List of tasks
1 > In the blog text, who gives an artist talk at SFAC tonight?
2 > Rewrite the blog text from "Quote for now." to "Freedom isn’t governance.", changing "collages" to "paintings".
======== Page text
Quote for now.
The door is closed but the rooms are still connected.
The door is closed but the rooms are still connected.
I am exhausted. Too spent to write art reviews, too spent to talk much further, I am just burnt out. I have been working on my new set of collages and I’m continually satisfied with the process. The blog, however, is on hold for now. Go off, ye, into the world and explore otherwise whilst I work to make sustenance for thine eyes and mind.
It looks like all the fools who got excited about the release of the new iPhone will have a different kind of love bundled with their new (unnecessary) toy.
Cheaper iPhone will cost you more over time.
Still rings true, kids: There’s no such thing as a free lunch.
Freedom isn’t governance.
Hi faithful readers. Had to check out for a few days, had to pay rent and buy groceries, and went out to a bar for the first time in about 5 weeks. I’m also going to check out this weekend, as well.
But don’t forget that Paul Hayes gives his artist talk at SFAC tonight.
And next week I’m going to do a review of New American Paintings, a bi-monthly exhibition in print that I have subscribed to for some time now.
================
======== Dataset excerpts
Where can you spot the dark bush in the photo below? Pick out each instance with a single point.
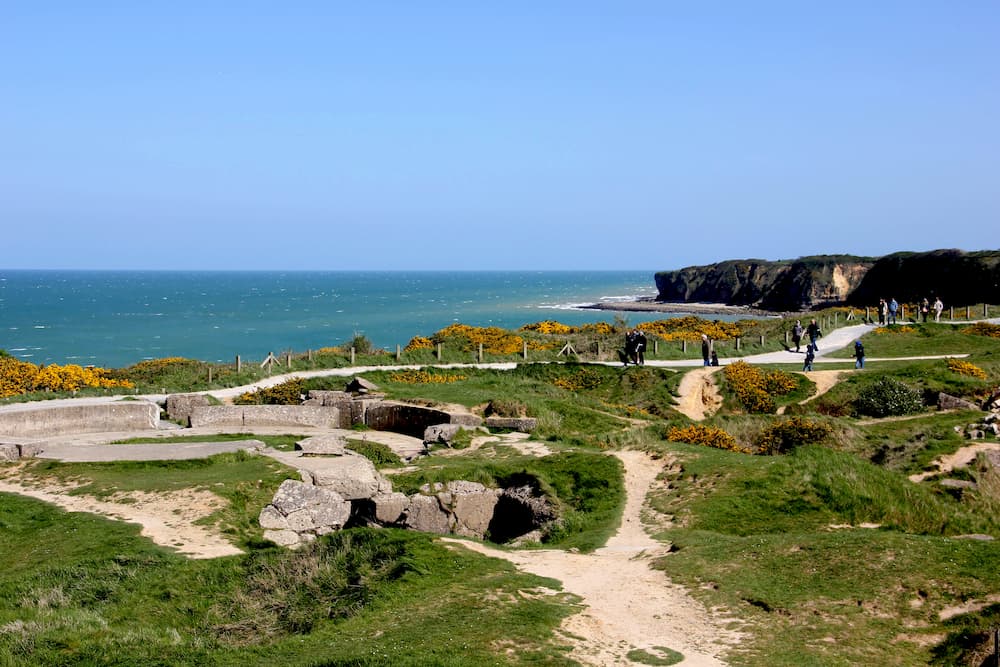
(887, 398)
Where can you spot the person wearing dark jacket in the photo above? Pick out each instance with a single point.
(813, 332)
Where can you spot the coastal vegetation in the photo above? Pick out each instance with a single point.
(806, 526)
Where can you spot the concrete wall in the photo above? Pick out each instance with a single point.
(248, 416)
(67, 419)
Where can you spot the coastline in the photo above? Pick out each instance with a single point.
(651, 305)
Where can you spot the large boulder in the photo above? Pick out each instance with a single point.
(303, 510)
(426, 514)
(354, 477)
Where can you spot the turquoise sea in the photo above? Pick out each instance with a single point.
(117, 318)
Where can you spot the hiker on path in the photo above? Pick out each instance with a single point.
(639, 347)
(797, 332)
(810, 355)
(813, 332)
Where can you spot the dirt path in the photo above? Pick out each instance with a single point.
(699, 397)
(167, 518)
(628, 605)
(960, 459)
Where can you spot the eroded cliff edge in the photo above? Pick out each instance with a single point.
(958, 277)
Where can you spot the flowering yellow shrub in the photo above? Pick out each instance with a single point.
(583, 379)
(709, 436)
(16, 376)
(549, 327)
(983, 329)
(756, 389)
(966, 368)
(419, 343)
(20, 377)
(493, 339)
(691, 328)
(424, 377)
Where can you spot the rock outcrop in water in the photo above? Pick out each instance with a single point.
(958, 277)
(780, 285)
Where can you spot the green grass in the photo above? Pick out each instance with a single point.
(107, 596)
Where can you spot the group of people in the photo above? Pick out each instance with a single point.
(887, 311)
(635, 348)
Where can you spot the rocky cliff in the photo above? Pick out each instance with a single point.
(958, 277)
(779, 285)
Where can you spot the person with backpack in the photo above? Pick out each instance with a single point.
(797, 332)
(813, 332)
(810, 356)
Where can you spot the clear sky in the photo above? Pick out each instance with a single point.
(504, 135)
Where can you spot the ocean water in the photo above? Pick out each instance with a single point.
(117, 318)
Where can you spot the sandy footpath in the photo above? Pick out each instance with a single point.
(627, 604)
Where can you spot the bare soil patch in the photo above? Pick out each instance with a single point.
(167, 518)
(626, 604)
(699, 397)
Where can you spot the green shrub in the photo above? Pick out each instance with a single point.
(786, 435)
(286, 393)
(887, 397)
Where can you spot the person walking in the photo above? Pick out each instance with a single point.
(797, 332)
(639, 346)
(813, 332)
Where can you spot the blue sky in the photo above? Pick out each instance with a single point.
(558, 135)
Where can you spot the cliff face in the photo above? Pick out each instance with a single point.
(958, 277)
(784, 285)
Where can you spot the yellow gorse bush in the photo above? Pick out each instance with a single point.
(424, 377)
(691, 328)
(493, 339)
(582, 379)
(756, 389)
(21, 377)
(983, 329)
(709, 436)
(966, 368)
================
Answers by task
1 > Paul Hayes

2 >
Quote for now.
The door is closed but the rooms are still connected.
The door is closed but the rooms are still connected.
I am exhausted. Too spent to write art reviews, too spent to talk much further, I am just burnt out. I have been working on my new set of paintings and I’m continually satisfied with the process. The blog, however, is on hold for now. Go off, ye, into the world and explore otherwise whilst I work to make sustenance for thine eyes and mind.
It looks like all the fools who got excited about the release of the new iPhone will have a different kind of love bundled with their new (unnecessary) toy.
Cheaper iPhone will cost you more over time.
Still rings true, kids: There’s no such thing as a free lunch.
Freedom isn’t governance.